Records from a data source
____
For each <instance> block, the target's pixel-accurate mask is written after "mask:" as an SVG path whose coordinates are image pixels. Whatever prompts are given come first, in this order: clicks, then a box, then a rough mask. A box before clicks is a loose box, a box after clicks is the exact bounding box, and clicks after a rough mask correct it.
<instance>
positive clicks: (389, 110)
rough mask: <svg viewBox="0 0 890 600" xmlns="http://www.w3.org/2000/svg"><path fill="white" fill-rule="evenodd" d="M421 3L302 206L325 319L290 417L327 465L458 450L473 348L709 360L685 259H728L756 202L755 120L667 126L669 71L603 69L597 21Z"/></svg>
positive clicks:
____
**Your assignment**
Write out every entry exactly as it appears.

**Completed task**
For each <instance> block, the target's pixel-accurate mask is written after "mask:" as an SVG path whose coordinates are image pixels. Whatever prompts are given come first, in this order: clicks, then a box, then a rough mask. A box before clicks is a loose box, a box after clicks is the exact bounding box, and clicks after a rough mask correct it.
<instance>
positive clicks: (389, 110)
rough mask: <svg viewBox="0 0 890 600" xmlns="http://www.w3.org/2000/svg"><path fill="white" fill-rule="evenodd" d="M421 3L302 206L325 319L290 417L327 465L458 450L473 348L709 360L685 259H728L756 202L755 120L667 126L669 71L603 69L597 21Z"/></svg>
positive clicks:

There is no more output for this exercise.